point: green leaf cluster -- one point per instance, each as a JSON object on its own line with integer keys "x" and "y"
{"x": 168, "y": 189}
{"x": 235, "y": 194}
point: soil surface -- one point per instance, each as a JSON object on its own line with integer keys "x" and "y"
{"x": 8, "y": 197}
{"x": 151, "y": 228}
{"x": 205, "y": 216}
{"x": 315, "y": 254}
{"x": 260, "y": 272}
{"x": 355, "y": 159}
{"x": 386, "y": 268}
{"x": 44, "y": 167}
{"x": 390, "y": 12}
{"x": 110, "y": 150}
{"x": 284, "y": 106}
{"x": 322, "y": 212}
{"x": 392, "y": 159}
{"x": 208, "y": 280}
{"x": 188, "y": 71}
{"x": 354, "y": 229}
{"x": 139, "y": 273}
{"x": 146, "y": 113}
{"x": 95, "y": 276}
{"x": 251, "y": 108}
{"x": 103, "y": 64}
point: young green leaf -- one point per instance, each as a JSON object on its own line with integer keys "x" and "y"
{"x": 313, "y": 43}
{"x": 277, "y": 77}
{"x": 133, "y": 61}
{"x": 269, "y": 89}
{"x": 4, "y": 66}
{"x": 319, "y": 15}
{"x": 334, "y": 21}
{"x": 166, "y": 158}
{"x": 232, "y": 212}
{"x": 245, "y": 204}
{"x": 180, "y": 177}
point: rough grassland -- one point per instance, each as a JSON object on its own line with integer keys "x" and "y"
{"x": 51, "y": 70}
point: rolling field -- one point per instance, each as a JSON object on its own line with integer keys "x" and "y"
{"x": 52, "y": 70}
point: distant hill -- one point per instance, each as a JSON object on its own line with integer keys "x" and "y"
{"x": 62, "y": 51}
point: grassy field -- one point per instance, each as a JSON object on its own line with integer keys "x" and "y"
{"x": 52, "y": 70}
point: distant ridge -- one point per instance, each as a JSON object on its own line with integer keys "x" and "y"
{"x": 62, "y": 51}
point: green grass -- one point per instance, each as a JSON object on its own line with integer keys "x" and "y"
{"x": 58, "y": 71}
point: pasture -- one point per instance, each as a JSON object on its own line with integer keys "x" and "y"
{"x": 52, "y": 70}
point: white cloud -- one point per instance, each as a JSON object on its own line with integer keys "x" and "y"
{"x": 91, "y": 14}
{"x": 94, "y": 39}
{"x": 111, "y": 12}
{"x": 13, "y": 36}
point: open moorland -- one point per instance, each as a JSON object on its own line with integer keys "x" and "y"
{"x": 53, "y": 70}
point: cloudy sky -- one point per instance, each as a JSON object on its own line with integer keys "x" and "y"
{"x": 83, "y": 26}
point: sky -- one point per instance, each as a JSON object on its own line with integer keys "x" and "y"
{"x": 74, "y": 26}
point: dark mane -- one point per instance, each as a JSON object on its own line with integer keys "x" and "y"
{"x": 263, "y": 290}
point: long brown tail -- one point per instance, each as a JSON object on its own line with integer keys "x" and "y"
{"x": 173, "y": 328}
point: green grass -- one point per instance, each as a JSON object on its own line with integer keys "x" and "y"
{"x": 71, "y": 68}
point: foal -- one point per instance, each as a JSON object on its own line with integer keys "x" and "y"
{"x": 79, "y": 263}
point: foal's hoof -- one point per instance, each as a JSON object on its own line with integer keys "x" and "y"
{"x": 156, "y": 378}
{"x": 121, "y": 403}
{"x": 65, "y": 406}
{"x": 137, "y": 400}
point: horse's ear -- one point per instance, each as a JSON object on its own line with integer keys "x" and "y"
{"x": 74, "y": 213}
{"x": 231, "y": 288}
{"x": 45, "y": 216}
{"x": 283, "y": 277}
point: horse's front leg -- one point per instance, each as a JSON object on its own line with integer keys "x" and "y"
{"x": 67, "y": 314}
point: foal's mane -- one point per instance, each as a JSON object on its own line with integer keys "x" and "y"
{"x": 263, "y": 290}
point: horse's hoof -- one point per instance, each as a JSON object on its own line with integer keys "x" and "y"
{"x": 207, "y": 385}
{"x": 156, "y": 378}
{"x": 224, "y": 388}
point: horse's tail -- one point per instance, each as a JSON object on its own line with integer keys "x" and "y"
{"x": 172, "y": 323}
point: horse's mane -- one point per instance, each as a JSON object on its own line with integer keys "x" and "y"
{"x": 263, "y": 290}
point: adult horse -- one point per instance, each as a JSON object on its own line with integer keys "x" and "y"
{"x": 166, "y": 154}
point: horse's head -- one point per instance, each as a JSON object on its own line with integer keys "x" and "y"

● **Exercise directions**
Copy the material from the line containing "point: foal's mane" through the end, switching every "horse's" to "mare's" and leaving all else unchanged.

● **Exercise response**
point: foal's mane -- one point per instance, each as a JSON object on its own line with integer keys "x" and "y"
{"x": 263, "y": 290}
point: mare's hoof -- one point per instance, each as a JSON object on its own line with integer keys "x" and "y"
{"x": 207, "y": 385}
{"x": 156, "y": 378}
{"x": 224, "y": 388}
point: mare's tail -- one point per instance, each as a JSON object on its own line with integer keys "x" and "y"
{"x": 172, "y": 323}
point: mare's mane -- one point per instance, each as a JSON object on its own line with integer keys "x" and "y"
{"x": 263, "y": 290}
point: adult horse -- one point per instance, each as a JSON object on its own line with integer keys "x" and "y"
{"x": 166, "y": 154}
point: mare's head -- one point per instance, each as a JSON object on its own line with integer keys "x" and "y"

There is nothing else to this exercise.